出典 ::
先祖が生きた地.岡山県津山市(歴史編 江戸時代 ペリー来航と津山藩-)37 #086
みなさん、こんにちは。ゴールデンウィークが始まりましたね。
毎朝のウォーキングの道で、気にっていた草がありました。アスファルトを押しのけ生えようとしている草…。
20日経った写真が以下です。
このパワーすごいなぁと思います。
私は周囲を見渡し、草刈りへの闘志を燃やしています。
明日は、この法面を刈る予定です。
さて、本題です。岡山県津山の江戸時代をたどっています。前回は津山藩医 箕作家三代の業績をまとめました。
箕作家の活躍を調べていると、「1853年 ペリー来航」というキーワードにぶつかりました。
当時の津山藩主や津山藩医たちは、ペリー来航(その他海外との交渉)の影響を大きく受けていたのです。
津山藩主と津山藩医の年表に、アメリカ軍艦ペリー来航を加えてみました。
まず、1639(寛永16)年から約200年以上に及んだ鎖国について調べました。
(『岡山蘭学の群像2』参照)
1.鎖国とは
鎖国とは、
・長崎の直轄地化と長崎奉行の設置。
・日本人の海外渡航禁止。
・ポルトガル船来航禁止。オランダ人は出島に軟禁。
・幕府直営貿易は長崎限定(中国とオランダのみ)

課題 1 ::
出典について答えてください。
(a) 鎖国は何年から始まったと書かれていますか?
(b) 前回の記事では何をまとめましたか?
(c) 幕府直営貿易はどこに限定されていましたか?

対象の記録 ::
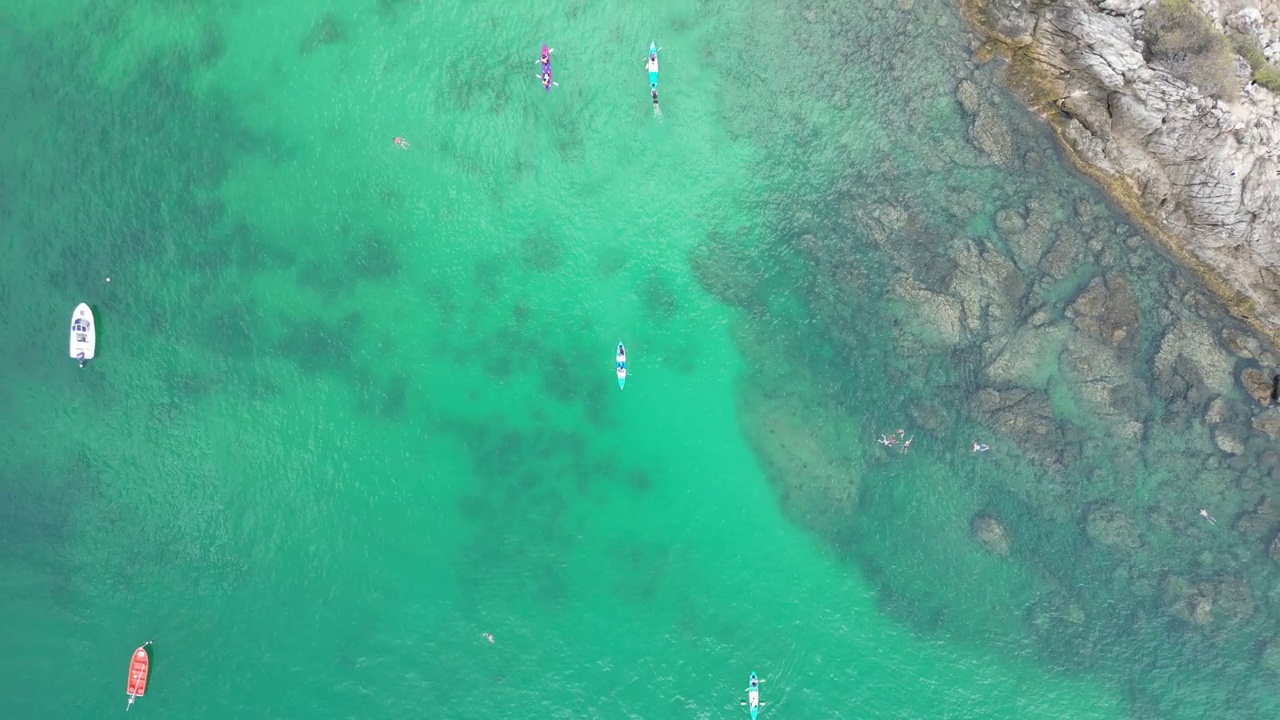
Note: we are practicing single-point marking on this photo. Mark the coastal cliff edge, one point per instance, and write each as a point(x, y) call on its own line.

==

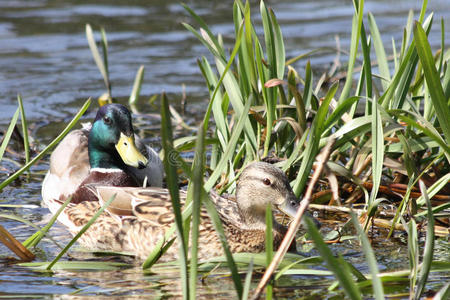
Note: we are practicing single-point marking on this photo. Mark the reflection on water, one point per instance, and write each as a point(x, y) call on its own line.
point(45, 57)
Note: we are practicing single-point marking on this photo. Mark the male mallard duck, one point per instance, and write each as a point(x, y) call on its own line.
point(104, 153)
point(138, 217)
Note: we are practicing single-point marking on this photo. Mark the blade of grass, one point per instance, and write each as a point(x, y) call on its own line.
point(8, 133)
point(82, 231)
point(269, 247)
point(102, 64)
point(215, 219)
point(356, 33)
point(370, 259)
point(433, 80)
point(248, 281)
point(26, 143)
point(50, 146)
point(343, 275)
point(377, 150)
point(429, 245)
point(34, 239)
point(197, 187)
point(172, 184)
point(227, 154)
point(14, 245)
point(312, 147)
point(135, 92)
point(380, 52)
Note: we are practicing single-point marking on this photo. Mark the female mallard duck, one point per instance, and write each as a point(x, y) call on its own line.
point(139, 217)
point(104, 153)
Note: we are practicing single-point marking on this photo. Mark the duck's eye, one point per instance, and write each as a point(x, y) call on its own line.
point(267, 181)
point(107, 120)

課題 2 :: 記録のうち、「Mark the male」を含む行から「point(138, 217)」を含む行までを、両端の行も含めてそのまま書き写してください。

正解 1 ::
(a) 1639(寛永16)年
(b) 津山藩医 箕作家三代の業績
(c) 長崎(中国とオランダのみ)

正解 2 ::
Note: we are practicing single-point marking on this photo. Mark the male mallard duck, one point per instance, and write each as a point(x, y) call on its own line.
point(104, 153)
point(138, 217)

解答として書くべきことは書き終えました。